**Vos consignes:** Filtrez la liste ci-dessous en ne gardant que les lignes qui contiennent la chaîne « plank ». Recopiez-les telles quelles.

**Données de travail:**
# # #

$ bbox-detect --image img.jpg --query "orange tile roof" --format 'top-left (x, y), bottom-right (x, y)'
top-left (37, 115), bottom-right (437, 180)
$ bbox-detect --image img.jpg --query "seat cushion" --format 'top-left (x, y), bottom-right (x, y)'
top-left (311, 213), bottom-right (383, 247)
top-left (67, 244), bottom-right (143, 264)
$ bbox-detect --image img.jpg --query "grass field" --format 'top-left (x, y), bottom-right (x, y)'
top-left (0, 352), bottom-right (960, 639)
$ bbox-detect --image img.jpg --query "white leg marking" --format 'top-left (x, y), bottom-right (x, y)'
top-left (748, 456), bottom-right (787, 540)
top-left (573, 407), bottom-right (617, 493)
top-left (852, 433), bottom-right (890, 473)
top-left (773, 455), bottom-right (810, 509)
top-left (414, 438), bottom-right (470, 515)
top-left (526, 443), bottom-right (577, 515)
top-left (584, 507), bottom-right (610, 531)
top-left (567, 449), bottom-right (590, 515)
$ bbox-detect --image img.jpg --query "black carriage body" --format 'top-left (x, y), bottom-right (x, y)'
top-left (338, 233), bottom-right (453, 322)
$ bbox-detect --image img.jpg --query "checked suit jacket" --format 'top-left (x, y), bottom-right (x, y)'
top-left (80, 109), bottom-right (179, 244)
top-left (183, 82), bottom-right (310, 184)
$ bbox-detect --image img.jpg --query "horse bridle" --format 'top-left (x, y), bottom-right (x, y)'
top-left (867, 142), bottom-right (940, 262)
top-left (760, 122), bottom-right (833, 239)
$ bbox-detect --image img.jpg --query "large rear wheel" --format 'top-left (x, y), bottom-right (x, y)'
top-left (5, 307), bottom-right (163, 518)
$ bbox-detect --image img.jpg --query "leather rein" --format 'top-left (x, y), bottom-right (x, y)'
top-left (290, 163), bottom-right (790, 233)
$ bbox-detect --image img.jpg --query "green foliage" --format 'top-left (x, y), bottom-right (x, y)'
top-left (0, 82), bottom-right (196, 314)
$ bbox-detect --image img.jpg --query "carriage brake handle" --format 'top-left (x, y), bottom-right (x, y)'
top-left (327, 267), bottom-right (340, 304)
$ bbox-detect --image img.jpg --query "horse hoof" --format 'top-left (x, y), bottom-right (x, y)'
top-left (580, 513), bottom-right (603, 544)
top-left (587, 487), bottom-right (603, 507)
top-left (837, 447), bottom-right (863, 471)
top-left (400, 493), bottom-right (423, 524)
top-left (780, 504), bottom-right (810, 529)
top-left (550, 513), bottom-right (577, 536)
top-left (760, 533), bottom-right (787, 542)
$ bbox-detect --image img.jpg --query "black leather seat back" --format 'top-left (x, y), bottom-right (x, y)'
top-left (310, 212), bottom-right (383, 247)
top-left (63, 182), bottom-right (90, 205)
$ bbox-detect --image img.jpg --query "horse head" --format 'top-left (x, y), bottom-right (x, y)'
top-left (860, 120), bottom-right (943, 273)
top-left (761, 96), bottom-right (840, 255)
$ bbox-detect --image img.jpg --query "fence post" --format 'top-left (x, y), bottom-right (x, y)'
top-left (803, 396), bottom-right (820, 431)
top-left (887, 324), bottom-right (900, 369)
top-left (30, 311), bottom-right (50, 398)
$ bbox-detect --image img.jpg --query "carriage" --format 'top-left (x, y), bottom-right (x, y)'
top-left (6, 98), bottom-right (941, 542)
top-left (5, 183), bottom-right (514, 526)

# # #

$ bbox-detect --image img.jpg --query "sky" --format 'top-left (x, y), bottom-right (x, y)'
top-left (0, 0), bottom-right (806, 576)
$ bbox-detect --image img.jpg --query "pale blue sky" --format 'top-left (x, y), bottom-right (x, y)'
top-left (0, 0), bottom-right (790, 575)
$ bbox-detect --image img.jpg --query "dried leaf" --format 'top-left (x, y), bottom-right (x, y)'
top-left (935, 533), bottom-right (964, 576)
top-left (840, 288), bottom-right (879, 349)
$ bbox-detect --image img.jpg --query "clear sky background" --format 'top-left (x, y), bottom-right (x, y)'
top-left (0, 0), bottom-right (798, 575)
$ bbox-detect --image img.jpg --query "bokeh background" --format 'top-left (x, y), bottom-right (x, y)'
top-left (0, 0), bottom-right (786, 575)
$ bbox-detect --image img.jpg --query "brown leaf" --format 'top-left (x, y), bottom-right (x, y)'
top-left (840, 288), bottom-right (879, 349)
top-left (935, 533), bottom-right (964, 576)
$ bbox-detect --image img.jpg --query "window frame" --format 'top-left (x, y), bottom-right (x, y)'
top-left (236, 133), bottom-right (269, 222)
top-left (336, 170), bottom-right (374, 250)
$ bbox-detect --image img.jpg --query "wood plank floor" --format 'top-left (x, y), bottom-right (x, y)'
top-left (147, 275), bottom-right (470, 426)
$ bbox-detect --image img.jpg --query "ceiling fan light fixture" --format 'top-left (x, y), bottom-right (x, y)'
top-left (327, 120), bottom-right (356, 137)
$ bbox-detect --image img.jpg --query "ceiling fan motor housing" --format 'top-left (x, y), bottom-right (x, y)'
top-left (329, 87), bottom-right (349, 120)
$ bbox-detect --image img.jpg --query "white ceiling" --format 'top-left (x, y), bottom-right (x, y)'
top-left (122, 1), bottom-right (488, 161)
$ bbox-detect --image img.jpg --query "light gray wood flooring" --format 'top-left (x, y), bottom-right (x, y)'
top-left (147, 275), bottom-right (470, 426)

# # #

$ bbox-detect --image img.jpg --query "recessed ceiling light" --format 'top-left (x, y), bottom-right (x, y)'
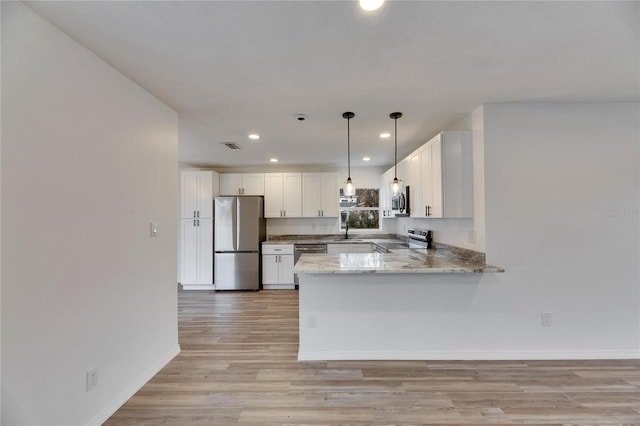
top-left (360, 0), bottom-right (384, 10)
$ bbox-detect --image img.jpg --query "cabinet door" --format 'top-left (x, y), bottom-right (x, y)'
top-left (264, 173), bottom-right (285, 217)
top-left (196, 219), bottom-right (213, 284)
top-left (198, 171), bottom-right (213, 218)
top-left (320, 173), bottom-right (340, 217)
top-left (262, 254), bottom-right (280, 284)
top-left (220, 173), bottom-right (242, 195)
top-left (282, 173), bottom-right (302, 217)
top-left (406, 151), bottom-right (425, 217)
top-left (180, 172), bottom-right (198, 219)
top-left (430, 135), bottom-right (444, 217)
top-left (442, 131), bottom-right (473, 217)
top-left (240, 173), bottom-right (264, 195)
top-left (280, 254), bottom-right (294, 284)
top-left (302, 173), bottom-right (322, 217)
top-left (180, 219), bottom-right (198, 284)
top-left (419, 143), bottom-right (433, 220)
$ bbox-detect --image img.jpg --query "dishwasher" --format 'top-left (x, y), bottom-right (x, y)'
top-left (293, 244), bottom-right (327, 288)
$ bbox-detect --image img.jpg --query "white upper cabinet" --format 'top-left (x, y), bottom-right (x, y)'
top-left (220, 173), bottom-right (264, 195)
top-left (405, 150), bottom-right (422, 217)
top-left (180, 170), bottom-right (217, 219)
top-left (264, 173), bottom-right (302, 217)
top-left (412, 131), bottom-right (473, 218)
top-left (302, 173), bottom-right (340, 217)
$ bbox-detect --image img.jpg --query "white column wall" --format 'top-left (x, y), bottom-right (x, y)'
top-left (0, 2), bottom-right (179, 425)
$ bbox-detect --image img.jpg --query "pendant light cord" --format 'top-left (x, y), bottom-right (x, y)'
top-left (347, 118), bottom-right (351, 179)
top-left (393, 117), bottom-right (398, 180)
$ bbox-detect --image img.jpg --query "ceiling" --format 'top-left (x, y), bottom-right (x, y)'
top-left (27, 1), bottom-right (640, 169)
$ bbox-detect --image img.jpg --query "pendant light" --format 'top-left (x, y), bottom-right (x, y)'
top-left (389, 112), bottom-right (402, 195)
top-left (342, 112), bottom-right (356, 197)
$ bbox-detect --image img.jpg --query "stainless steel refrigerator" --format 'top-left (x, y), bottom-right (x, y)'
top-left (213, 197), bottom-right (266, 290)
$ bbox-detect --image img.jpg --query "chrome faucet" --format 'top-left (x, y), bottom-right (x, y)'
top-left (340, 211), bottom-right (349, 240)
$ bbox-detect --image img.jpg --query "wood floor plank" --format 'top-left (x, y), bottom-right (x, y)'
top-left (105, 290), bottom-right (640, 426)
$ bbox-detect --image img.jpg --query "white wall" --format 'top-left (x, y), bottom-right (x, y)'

# # #

**Résultat attendu:**
$ bbox-detect --image img.jpg --query "wood plank floor" --format 'top-left (x, y), bottom-right (x, y)'
$ bbox-detect --image img.jpg --query "wood floor plank" --format 'top-left (x, y), bottom-right (x, y)'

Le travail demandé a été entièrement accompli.